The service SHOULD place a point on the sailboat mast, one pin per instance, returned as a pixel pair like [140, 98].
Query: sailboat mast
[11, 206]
==
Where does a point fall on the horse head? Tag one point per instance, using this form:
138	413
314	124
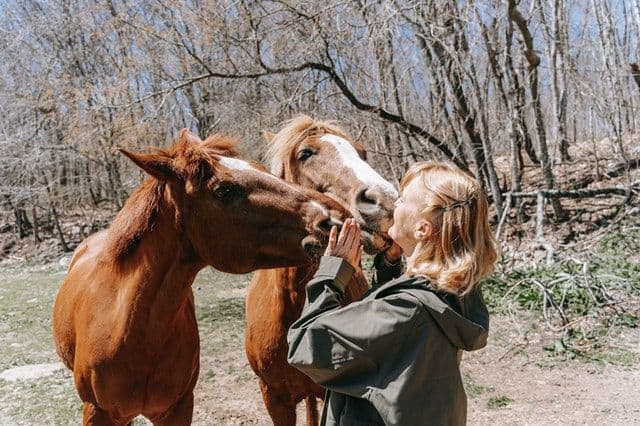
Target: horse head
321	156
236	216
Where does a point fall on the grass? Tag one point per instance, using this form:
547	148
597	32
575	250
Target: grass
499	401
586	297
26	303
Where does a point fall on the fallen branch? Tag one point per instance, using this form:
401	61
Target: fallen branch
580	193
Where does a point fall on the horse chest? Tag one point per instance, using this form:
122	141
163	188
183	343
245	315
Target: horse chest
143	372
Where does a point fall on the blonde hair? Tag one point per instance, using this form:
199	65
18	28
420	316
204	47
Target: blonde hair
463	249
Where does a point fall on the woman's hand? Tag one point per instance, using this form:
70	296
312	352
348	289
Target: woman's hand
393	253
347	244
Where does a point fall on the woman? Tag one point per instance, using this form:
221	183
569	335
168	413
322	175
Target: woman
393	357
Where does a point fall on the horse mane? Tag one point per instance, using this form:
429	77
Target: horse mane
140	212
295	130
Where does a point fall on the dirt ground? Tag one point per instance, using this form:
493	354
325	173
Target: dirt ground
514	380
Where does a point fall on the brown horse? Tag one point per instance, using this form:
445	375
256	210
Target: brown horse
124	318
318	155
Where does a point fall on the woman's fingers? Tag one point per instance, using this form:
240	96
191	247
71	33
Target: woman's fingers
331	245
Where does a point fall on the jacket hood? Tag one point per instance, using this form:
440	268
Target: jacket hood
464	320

■ **What is needed**: Pick every line from the listing holding the string "form", and copy it.

■ **Written solution**:
Where does a point fall on the horse head? Tag one point per instance, using this form:
Where does a point fall on the grass? Tag one point per instance, using this form:
Where does a point fall on the fallen branch? Tag one point per instance, using this form:
Where does a point fall on the horse chest? Tag one point per instance, using this form:
Where does a point fall on the blonde hair? Tag one point per instance, using this form:
Where does a point fall on the woman's hand? Tag one point per instance, using this form:
Where does a point fall on the woman? Tag one point per instance, using this form:
Where does a point fall on the horse mane? Tag one point per instance, using this form:
Where does a point fall on the dirt ground? Tag one point per instance, using this form:
Where does a point fall on the brown horse? Tag one point per instance, using this form:
Where does a point fall on the woman's fingers? Tag one point per instance, using this form:
Where does a point fall on the jacket hood? Tag one point per instance, using this form:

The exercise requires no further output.